EXTRAIT DE PAGE:
Nous ne critiquons pas l’organisation consistant à faire traiter toutes les dépenses ayant un caractère médical par la même administration – la branche maladie : c’est pratique. En revanche, le législateur devrait donner pour consigne à cette administration de répartir ses prises en charge selon leur nature économique. En effet, ce qui relève de l’investissement dans le capital humain, comme les accouchements et la pédiatrie, devrait logiquement être financé par des cotisations ouvrant des droits à pension, tandis que ce qui relève de la production et de la consommation de services courants (le traitement d’une bronchite, d’une jambe cassée, etc.) requiert simplement le versement de primes d’assurance donnant le droit d’être soigné gratuitement (ou presque) en cas de pépin.
Le pot aux roses
La dimension « investissement » est très importante dans le domaine de la santé. Que l’on crée une « branche autonomie », ou que les situations de dépendance soient soit traitées par la branche maladie en liaison avec la branche vieillesse, c’est là une simple question d’efficacité administrative ; ce devrait être du ressort de la direction générale de la Sécurité sociale, sans que le Parlement ait à s’en mêler. En revanche, il importe de disposer d’une comptabilité analytique permettant de classer les dépenses qui relèvent du report de revenu en direction du troisième âge : il y a d’abord l’investissement dans la jeunesse, premier temps de ce moteur à deux temps, et ensuite ce qui relève du second temps, le versement de cotisations vieillesse. Le premier temps se compose de prestations qui devraient être alimentées par la cotisation jeunesse, créatrice de droits à pension ; le second, quant à lui, est composé de pensions et de soins qui ont vocation à être financés par les cotisations vieillesse.
Une telle organisation comptable, seule cohérente avec la réalité économique, est très différente de celle qui existe actuellement. La Sécu est soumise aux us et coutumes bureaucratiques, à commencer par le nominalisme : les soins aux personnes âgées, étant dénommés « soins », relèvent comptablement de la seule assurance maladie, même s’ils sont financés en réalité par un transfert des actifs aux retraités. Le fait que le décompte, l’acte administratif, soit du ressort de l’assurance maladie, suffit pour que les sommes soient réputées relever de la branche maladie, alors même qu’elles sont ponctionnées sur les actifs au profit des retraités. Tout serait plus clair si l’on portait la cotisation vieillesse au niveau requis pour financer les soins dont ont besoin les retraités, et si l’on diminuait d’autant la cotisation maladie des actifs.

DONNÉES FOURNIES:
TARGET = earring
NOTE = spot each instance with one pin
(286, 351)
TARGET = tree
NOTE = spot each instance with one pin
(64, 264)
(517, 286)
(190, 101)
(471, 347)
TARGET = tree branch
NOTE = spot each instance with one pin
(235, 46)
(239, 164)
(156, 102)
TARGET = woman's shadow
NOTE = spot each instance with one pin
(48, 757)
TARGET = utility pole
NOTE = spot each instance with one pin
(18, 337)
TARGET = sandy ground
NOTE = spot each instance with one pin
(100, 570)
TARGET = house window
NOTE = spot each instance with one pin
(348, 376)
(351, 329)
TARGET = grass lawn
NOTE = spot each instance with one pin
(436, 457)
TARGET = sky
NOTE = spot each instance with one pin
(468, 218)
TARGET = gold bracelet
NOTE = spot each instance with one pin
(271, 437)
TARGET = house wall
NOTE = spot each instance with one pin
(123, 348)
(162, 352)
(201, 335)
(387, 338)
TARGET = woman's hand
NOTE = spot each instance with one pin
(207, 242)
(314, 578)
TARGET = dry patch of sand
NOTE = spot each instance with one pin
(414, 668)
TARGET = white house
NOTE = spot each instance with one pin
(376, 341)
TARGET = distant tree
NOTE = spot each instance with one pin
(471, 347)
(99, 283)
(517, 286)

...

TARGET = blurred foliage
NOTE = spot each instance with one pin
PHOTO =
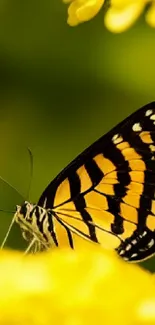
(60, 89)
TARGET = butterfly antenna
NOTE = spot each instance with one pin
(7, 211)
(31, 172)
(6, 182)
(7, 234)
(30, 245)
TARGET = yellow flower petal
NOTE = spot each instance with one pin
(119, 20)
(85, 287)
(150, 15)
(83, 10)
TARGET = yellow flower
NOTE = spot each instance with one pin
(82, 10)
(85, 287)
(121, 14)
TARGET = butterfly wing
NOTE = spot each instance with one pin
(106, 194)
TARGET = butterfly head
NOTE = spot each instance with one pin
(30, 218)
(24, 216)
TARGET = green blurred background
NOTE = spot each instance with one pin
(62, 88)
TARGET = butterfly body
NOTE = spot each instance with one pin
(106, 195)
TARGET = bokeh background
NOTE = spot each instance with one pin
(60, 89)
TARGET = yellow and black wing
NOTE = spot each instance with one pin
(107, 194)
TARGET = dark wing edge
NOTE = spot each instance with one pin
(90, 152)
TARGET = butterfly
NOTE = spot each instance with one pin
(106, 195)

CONSIGNE: Pouvez-vous recopier à l'identique, dans l'extrait sur le financement de la Sécurité sociale, tout ce qui va de « Nous ne critiquons » jusqu'à « cas de pépin. » inclus ?

ZONE DE RÉPONSE:
Nous ne critiquons pas l’organisation consistant à faire traiter toutes les dépenses ayant un caractère médical par la même administration – la branche maladie : c’est pratique. En revanche, le législateur devrait donner pour consigne à cette administration de répartir ses prises en charge selon leur nature économique. En effet, ce qui relève de l’investissement dans le capital humain, comme les accouchements et la pédiatrie, devrait logiquement être financé par des cotisations ouvrant des droits à pension, tandis que ce qui relève de la production et de la consommation de services courants (le traitement d’une bronchite, d’une jambe cassée, etc.) requiert simplement le versement de primes d’assurance donnant le droit d’être soigné gratuitement (ou presque) en cas de pépin.